- Problem statement
For the data below, give again exactly the lines from the one containing "point(21, 74)" through the one containing "Target: green vegetation", both ends included, and no others.

________

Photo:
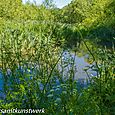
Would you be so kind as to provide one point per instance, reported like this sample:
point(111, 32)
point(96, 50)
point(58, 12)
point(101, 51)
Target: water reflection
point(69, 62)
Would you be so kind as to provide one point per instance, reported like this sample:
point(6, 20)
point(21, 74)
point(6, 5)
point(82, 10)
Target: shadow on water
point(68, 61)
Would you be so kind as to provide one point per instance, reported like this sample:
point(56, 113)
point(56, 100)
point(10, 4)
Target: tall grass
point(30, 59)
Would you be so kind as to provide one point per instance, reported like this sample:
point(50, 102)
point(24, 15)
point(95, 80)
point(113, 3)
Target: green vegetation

________

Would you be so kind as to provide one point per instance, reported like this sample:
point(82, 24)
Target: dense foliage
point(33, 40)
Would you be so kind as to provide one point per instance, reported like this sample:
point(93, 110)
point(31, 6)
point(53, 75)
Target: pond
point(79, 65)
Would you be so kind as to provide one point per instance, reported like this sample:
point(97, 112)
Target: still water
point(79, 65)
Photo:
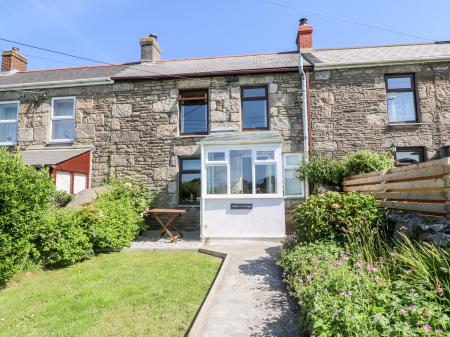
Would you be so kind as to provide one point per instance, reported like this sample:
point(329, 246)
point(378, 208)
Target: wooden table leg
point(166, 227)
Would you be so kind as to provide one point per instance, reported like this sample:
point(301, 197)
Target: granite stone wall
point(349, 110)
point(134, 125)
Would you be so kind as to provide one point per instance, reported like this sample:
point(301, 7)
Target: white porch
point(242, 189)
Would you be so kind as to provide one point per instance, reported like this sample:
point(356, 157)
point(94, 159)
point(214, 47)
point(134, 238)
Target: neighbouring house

________

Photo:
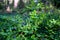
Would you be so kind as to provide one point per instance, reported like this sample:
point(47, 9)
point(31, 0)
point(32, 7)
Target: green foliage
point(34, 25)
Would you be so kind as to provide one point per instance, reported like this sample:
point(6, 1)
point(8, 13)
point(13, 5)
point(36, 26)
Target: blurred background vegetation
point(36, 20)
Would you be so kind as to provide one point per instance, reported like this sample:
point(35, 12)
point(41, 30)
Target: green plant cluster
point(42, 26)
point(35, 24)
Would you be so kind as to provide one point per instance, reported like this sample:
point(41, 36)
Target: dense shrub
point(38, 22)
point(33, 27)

________

- Exercise solution
point(21, 74)
point(6, 5)
point(82, 10)
Target: shadow on water
point(68, 61)
Would you be so kind as to provide one point per instance, reported like this sample:
point(56, 113)
point(56, 100)
point(10, 4)
Target: tall grass
point(30, 59)
Would you be so kind as to provide one point per instance, reported like this sample:
point(50, 102)
point(24, 15)
point(95, 80)
point(113, 3)
Target: green vegetation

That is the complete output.